TASK REQUIREMENTS: Return verbatim the part of the Burger King IPO analysis that begins at the words "The franchise of" and stops after the words "in the country.".

PASSAGE SHOWN:
__________________________________________________

IPO Analysis

Burger King IPO: Information Analysis

The franchise of the second-largest fast-food burger brand has come up with its IPO. What is there for investors? Here is our analysis.

Burger King IPO: Information Analysis

Burger King IPO: Information Analysis

The company is the national master franchisee of the Burger King brand in India, which is the world's second-largest fast-food burger brand in terms of the number of restaurants. The Burger King brand has a global network of 18,675 restaurants in more than 100 countries. In India, it is one of the fastest-growing international QSR (Quick Service Restaurant) chains since its launch in the country.

Having a market share of 5 per cent in India's Rs 348-billion QSR market, the national master franchisee of the brand had 261 outlets across 17 states as on September 30, 2020, with QSR Asia as its holding company. Its restaurants are primarily located in four different locations, comprising high streets, shopping malls, food courts and drive-thru outlets.

Strengths

  • It is the national master franchisee of the Burger King brand in India, with exclusive rights to develop, establish, operate and franchise Burger King-branded restaurants in India.
  • It offers a variety of value meals in a wide range of vegetarian and non-vegetarian offerings.
  • Increased urbanisation, rising working population and income levels and the growing demand for fast food are some of the key growth drivers for the company.
  • Also, the growing penetration of smartphones and the internet in India and the growing demand for online food delivery are some other tailwinds.
  • Quick service restaurants are expected to grow at a rate of 19 per cent over the next five years.
  • The company intends to open 700 outlets from currently 261 till December 31, 2026.

Risks/Concerns

  • Change in the eating pattern owing to the pandemic and increasing awareness for a healthy lifestyle may adversely affect the company.
  • The company has reported losses in the last four financial years and may incur losses in the near future.
  • It operates in a highly competitive market and faces stiff competition from other QSR chains, such as Domino's, McDonald's, Subway, to name a few. Besides, there is competition from local unorganised players.

__________________________________________________

INPUT DATA:
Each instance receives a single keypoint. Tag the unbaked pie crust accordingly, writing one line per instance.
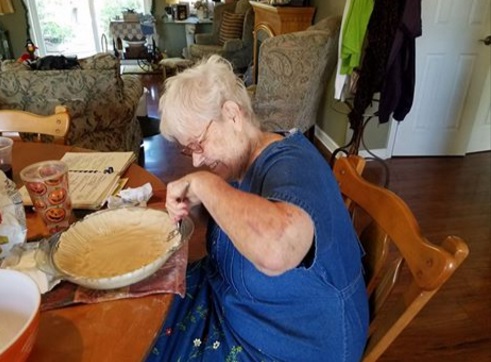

__________________________________________________

PROBLEM SOLUTION:
The franchise of the second-largest fast-food burger brand has come up with its IPO. What is there for investors? Here is our analysis.

Burger King IPO: Information Analysis

Burger King IPO: Information Analysis

The company is the national master franchisee of the Burger King brand in India, which is the world's second-largest fast-food burger brand in terms of the number of restaurants. The Burger King brand has a global network of 18,675 restaurants in more than 100 countries. In India, it is one of the fastest-growing international QSR (Quick Service Restaurant) chains since its launch in the country.